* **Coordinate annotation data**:
********
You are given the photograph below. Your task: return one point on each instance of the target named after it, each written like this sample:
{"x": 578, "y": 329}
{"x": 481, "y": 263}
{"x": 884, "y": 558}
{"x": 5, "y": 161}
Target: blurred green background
********
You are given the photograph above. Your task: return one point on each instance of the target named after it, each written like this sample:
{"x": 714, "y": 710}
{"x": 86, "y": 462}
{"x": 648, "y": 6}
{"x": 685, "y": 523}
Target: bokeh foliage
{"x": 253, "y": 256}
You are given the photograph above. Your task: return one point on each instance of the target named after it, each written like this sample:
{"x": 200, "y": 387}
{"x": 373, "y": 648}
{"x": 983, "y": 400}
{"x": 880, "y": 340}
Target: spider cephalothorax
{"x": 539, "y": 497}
********
Starting at the line that has "You are given the photograph below." and stopping after the line that has "Target: blurred green background", copy those lines with "green" swapped for "gray" and everything else left the same.

You are given the photograph below. Your task: return one point on each instance of the target named after it, each written like this sample:
{"x": 578, "y": 329}
{"x": 481, "y": 263}
{"x": 884, "y": 558}
{"x": 5, "y": 161}
Target: blurred gray background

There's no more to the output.